PROBLEM REQUIREMENTS: Quote from the first line below through the line that contains "the small seedling?", both included, and leave the pictures out.

Records from a data collection:

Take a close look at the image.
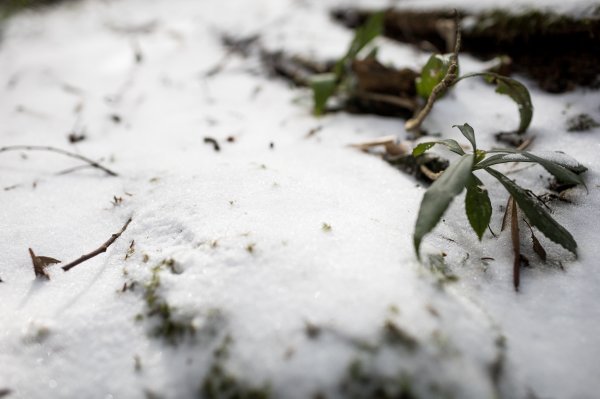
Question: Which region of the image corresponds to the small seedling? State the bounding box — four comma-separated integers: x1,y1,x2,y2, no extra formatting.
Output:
406,14,533,135
413,123,587,289
200,335,270,399
309,12,384,115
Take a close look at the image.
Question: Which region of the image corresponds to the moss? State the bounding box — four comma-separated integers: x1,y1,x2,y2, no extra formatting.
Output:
424,253,459,285
130,258,196,345
382,320,418,351
200,336,271,399
339,360,419,399
566,113,600,132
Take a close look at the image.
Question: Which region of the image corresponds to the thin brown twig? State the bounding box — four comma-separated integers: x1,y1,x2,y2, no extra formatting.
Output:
405,11,461,132
0,145,118,177
62,217,133,272
510,197,521,291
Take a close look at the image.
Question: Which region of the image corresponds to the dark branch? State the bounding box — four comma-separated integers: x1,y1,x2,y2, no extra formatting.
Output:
0,145,118,177
62,217,133,272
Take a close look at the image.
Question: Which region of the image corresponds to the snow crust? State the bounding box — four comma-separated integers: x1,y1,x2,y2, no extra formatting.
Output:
1,0,599,398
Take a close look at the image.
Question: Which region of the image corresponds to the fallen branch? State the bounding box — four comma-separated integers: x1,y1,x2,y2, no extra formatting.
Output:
62,217,133,272
405,11,461,132
0,145,118,177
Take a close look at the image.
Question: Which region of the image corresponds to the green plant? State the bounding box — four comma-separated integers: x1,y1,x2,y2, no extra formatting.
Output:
309,13,533,139
413,123,587,289
309,12,384,115
406,18,533,135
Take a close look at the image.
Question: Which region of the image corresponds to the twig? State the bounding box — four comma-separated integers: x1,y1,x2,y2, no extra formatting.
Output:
516,135,535,151
55,164,95,176
349,135,408,156
405,11,461,132
62,218,133,272
419,164,442,181
0,145,118,177
203,137,221,152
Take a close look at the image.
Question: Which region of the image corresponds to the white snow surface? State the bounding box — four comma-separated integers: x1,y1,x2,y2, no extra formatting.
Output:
1,0,599,398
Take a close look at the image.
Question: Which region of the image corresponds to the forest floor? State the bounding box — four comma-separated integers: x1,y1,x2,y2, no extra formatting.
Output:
1,0,599,398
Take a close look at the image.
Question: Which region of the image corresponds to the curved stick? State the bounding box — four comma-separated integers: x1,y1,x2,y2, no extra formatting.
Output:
0,145,118,177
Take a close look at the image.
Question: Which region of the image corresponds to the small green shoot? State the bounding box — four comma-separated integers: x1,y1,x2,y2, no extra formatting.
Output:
309,12,384,115
309,73,337,116
413,123,587,288
407,15,534,135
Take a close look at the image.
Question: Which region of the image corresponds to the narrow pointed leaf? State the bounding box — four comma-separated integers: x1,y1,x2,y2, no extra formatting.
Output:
526,226,547,262
465,174,492,240
455,72,533,134
309,73,337,116
334,11,384,78
474,153,520,169
520,151,586,187
453,124,477,152
414,154,474,257
412,139,465,157
476,150,588,174
485,168,577,254
476,150,586,186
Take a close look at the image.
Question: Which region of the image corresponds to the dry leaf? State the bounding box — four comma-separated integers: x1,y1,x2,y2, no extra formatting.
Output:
524,219,547,262
29,248,61,280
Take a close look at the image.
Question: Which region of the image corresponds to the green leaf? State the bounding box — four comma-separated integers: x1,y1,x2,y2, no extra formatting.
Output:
465,174,492,240
520,151,586,187
474,153,517,169
412,139,465,157
309,73,337,116
453,123,477,152
476,150,587,186
334,11,384,78
416,54,452,99
485,167,577,254
414,154,475,258
476,151,587,173
455,72,533,134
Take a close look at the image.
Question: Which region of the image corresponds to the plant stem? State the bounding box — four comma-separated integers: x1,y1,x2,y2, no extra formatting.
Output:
510,197,521,291
0,145,118,177
405,11,461,132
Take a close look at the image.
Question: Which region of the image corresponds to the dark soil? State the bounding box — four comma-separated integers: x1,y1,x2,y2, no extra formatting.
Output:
331,8,600,93
260,50,417,118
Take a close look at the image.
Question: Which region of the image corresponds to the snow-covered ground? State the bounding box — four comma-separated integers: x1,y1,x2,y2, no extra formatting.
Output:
1,1,599,398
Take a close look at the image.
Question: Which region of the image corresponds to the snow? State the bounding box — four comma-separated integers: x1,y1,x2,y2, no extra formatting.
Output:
1,0,599,398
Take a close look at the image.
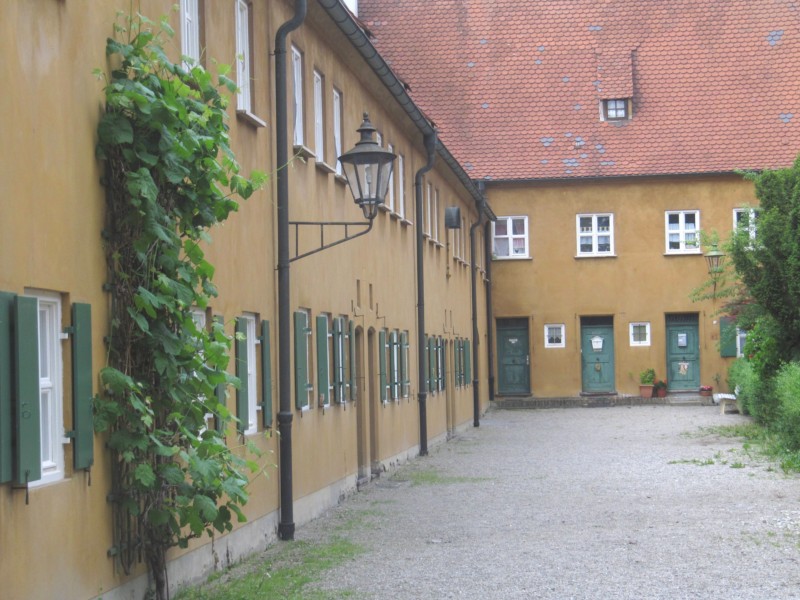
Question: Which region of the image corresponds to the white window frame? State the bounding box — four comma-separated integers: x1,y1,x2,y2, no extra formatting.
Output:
734,208,758,241
665,210,701,254
576,213,614,257
234,0,251,112
332,88,343,176
736,328,747,358
31,292,65,487
629,322,651,347
397,154,406,219
453,223,461,261
299,309,314,411
386,144,395,212
241,313,258,435
313,70,325,162
492,216,529,259
401,330,410,399
544,324,565,349
433,189,440,242
425,183,433,236
181,0,201,66
390,330,400,400
291,45,304,147
602,98,628,120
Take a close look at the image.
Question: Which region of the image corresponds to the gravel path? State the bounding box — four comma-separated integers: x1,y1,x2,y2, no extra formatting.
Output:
299,405,800,599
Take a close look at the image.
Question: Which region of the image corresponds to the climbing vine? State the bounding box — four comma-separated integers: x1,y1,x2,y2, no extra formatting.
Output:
94,12,266,599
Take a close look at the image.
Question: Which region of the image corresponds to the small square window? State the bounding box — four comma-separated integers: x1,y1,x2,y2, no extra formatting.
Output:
665,210,701,254
629,322,651,347
576,213,614,256
493,216,529,259
734,208,759,241
603,98,629,120
544,324,565,348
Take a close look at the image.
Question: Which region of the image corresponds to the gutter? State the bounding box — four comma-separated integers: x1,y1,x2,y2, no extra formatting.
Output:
415,131,437,456
275,0,308,543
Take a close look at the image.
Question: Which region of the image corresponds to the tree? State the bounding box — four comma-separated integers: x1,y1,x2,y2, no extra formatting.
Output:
731,157,800,375
94,13,266,599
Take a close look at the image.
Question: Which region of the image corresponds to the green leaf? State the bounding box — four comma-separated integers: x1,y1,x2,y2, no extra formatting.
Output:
100,367,135,395
98,112,134,146
134,463,156,488
193,494,219,522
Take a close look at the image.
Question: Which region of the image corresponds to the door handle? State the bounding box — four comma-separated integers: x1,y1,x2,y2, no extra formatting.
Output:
526,355,530,366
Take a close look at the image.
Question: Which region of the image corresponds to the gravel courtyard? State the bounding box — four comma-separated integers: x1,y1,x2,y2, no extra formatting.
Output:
285,405,800,599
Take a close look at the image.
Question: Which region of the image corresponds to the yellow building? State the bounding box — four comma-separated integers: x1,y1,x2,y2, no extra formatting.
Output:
0,1,491,597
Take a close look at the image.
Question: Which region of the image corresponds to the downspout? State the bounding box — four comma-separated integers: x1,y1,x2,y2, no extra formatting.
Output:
484,220,495,402
275,0,307,542
469,201,484,427
415,130,437,456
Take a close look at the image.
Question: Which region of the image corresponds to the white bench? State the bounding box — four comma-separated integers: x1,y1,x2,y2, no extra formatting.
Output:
713,392,738,414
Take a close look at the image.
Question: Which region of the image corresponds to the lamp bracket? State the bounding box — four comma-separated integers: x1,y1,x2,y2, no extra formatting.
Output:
288,219,373,263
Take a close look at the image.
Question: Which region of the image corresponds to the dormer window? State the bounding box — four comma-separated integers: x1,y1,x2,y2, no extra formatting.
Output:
602,98,629,121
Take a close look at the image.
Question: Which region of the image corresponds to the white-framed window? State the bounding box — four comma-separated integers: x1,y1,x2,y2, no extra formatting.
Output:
602,98,628,120
241,313,258,435
234,0,252,112
433,189,440,242
665,210,700,253
32,292,65,487
576,213,614,256
189,308,214,426
181,0,201,66
629,322,651,347
436,337,445,392
453,219,462,260
291,45,304,147
313,70,325,162
734,208,758,241
390,330,400,400
493,216,529,259
736,328,747,358
332,88,343,176
386,144,395,212
544,324,565,348
401,330,410,398
425,182,433,236
333,316,348,403
397,154,406,219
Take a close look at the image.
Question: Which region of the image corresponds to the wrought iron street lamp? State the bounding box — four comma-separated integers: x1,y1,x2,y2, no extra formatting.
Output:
339,113,397,220
704,243,726,275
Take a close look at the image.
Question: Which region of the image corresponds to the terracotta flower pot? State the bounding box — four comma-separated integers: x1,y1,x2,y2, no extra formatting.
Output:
656,387,667,397
639,384,654,398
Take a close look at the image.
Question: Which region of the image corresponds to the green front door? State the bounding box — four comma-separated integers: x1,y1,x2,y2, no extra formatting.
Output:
666,314,700,391
497,319,530,394
581,318,615,393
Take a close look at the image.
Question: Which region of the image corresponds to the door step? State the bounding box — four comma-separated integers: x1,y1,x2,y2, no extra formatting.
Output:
494,394,711,410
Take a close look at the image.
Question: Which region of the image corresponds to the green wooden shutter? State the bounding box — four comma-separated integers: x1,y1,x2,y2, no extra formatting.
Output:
15,296,40,485
720,317,737,358
213,315,226,432
294,311,309,409
379,329,387,402
260,320,272,427
316,316,330,406
348,320,356,402
0,292,15,483
332,317,343,403
455,338,463,386
400,331,409,398
465,338,472,383
71,303,94,470
441,338,446,391
428,336,435,393
235,317,249,434
423,335,429,393
437,337,444,391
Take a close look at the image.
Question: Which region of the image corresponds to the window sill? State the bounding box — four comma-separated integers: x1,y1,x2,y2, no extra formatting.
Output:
574,253,617,259
378,204,391,213
315,160,336,174
434,241,444,250
293,143,316,160
663,250,703,256
334,173,347,186
389,211,401,220
400,218,413,227
492,255,532,261
236,109,267,128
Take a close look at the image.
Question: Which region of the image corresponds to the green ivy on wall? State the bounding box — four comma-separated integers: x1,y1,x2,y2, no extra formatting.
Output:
93,12,266,600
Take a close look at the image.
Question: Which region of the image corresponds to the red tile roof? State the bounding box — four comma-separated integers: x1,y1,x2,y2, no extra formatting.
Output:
358,0,800,181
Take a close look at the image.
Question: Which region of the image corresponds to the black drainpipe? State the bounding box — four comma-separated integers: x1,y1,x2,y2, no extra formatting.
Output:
415,130,437,456
275,0,307,542
469,199,485,427
483,218,495,402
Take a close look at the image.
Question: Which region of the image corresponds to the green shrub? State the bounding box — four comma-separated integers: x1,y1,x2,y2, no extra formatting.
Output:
727,358,778,422
774,362,800,451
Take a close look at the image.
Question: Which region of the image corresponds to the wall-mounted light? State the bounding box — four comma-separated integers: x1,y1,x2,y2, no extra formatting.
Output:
338,113,397,220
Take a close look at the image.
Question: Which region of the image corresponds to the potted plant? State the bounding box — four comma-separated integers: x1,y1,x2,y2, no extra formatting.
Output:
653,378,668,397
639,368,656,398
699,385,713,397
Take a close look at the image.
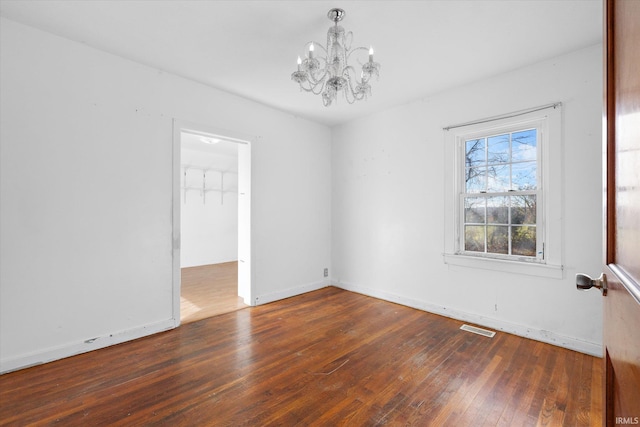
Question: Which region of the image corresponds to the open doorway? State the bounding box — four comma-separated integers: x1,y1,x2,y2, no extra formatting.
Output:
172,121,252,325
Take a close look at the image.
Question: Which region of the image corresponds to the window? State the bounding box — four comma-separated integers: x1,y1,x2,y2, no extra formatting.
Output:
463,127,540,259
443,105,563,278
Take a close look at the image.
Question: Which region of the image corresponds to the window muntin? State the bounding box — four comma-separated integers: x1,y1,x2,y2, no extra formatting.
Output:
460,127,541,260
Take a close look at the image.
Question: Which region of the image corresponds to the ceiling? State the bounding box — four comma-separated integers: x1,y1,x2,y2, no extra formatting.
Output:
0,0,602,127
181,131,239,160
180,132,238,173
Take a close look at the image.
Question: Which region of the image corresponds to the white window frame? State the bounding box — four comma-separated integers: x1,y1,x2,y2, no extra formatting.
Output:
443,105,564,278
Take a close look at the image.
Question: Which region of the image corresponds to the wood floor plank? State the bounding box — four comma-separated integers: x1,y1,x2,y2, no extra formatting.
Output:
0,287,602,426
181,262,247,323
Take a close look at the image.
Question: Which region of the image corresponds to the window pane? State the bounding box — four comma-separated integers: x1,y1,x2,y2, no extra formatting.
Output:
465,226,485,252
487,164,509,192
512,129,537,161
511,161,537,190
466,167,486,192
512,225,536,256
487,196,508,224
464,197,485,223
487,225,508,254
465,138,485,167
487,134,510,164
511,195,536,224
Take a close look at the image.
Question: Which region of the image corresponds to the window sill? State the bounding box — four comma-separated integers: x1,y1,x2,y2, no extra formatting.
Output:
443,253,563,279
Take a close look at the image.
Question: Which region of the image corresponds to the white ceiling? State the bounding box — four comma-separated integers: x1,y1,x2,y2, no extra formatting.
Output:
0,0,602,127
181,131,239,159
181,132,239,174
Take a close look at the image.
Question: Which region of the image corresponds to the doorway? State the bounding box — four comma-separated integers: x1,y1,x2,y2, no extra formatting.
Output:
172,121,253,326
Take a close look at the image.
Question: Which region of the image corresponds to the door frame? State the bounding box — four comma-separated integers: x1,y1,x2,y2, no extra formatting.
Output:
171,119,254,326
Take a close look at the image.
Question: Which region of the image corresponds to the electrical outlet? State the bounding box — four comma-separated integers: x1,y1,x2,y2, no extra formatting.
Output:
324,268,328,277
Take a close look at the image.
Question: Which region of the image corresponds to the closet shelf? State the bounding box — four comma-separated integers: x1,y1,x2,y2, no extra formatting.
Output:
181,165,238,175
181,186,238,193
181,166,238,205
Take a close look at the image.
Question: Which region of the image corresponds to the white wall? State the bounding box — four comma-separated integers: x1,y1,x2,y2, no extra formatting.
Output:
180,147,238,268
331,45,604,355
0,18,332,372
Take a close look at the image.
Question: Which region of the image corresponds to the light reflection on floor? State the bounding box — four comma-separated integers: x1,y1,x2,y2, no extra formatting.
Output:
180,296,202,322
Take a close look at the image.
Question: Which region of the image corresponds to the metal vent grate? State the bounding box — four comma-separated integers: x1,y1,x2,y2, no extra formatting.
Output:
460,324,496,338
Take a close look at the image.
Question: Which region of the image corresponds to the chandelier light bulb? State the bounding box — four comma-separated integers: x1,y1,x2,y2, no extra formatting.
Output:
291,8,381,107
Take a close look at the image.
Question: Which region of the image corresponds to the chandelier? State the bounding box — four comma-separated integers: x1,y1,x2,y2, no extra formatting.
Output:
291,8,381,107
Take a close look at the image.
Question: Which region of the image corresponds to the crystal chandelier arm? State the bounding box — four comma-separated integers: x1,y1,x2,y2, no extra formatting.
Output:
341,66,365,104
305,62,328,82
344,46,380,85
300,42,328,78
342,65,359,84
345,46,375,68
297,75,327,95
294,62,327,95
305,66,330,94
307,80,328,95
303,41,328,56
346,45,369,59
342,64,371,93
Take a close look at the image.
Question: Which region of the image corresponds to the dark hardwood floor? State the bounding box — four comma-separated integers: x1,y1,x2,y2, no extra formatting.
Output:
0,287,602,426
181,262,247,324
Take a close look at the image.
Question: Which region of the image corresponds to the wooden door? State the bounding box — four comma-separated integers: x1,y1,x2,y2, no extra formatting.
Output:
603,0,640,425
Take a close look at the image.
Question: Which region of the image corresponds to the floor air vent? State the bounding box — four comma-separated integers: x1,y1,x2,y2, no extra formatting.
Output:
460,324,496,338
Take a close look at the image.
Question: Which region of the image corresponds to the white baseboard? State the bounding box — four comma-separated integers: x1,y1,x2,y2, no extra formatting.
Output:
334,280,602,357
1,318,177,374
254,279,329,306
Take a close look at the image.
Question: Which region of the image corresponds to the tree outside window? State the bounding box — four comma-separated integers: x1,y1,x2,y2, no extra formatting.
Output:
461,129,540,259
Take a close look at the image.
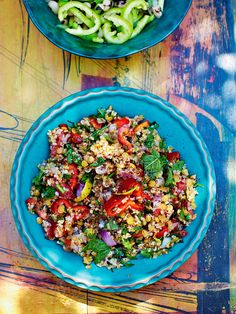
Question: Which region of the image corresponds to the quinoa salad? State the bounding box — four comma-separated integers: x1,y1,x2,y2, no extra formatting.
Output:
47,0,165,44
26,107,198,270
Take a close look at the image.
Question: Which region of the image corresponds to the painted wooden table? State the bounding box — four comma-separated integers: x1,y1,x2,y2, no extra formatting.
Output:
0,0,235,313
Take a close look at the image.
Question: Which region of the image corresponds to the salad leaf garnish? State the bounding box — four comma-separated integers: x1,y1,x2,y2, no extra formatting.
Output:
140,151,167,179
43,186,56,199
82,238,110,264
91,157,106,167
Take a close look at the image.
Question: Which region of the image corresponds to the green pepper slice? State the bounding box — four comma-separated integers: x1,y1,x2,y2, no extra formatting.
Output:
122,0,148,21
131,14,154,38
58,1,101,36
102,15,132,44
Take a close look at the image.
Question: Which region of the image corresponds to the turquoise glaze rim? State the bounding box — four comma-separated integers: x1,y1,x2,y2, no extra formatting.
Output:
23,0,192,59
10,87,216,292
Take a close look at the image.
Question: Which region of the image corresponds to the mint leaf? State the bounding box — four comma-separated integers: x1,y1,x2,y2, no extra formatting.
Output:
144,133,154,149
43,186,56,198
140,151,166,179
32,171,44,186
172,160,185,171
82,238,110,264
165,168,174,186
140,248,154,258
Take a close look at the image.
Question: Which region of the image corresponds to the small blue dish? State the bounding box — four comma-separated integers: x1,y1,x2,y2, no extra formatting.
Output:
23,0,192,59
10,87,216,292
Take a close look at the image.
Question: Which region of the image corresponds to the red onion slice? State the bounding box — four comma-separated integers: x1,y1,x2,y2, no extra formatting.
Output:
99,230,116,247
76,182,85,197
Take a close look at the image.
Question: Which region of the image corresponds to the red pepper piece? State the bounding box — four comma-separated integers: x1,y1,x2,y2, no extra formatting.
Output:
113,117,129,128
64,238,72,248
70,132,82,144
51,199,72,214
89,117,102,129
118,125,133,151
59,124,68,129
104,195,127,217
166,152,180,162
153,208,161,216
46,221,57,240
118,178,151,200
120,200,144,211
155,226,169,238
133,231,143,238
58,182,75,199
68,163,78,190
132,120,150,134
73,205,90,220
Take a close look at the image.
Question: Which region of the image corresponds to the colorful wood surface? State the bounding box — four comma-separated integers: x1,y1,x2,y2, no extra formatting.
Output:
0,0,235,313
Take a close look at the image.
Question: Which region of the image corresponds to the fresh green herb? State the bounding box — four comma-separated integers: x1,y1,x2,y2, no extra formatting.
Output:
64,144,81,165
121,224,128,235
82,238,110,264
91,157,106,167
67,120,79,132
120,261,134,267
96,108,106,119
145,200,152,206
148,122,159,131
104,135,114,143
106,219,119,231
132,226,143,232
172,160,185,171
63,174,72,179
165,168,174,186
122,240,133,250
107,172,115,178
113,247,124,258
58,0,69,6
90,125,109,141
55,184,65,194
144,133,155,149
140,248,154,258
159,139,168,151
43,186,56,199
81,172,94,183
140,151,167,179
32,171,44,186
194,182,205,188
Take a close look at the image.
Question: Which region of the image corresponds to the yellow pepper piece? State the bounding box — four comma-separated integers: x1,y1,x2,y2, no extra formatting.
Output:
115,187,137,195
75,180,93,202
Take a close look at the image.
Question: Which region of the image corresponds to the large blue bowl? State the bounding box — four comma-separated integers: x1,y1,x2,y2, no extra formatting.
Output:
23,0,192,59
10,87,216,292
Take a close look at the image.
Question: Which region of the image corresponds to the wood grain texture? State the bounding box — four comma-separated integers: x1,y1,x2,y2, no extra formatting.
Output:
0,0,235,313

RESULT OF THIS TASK:
Take a close look at the image.
Question: Which region of the image corresponds to the small seedling? State the bounding box — four comma-separated integers: x1,y1,x2,y2, no extra formatting.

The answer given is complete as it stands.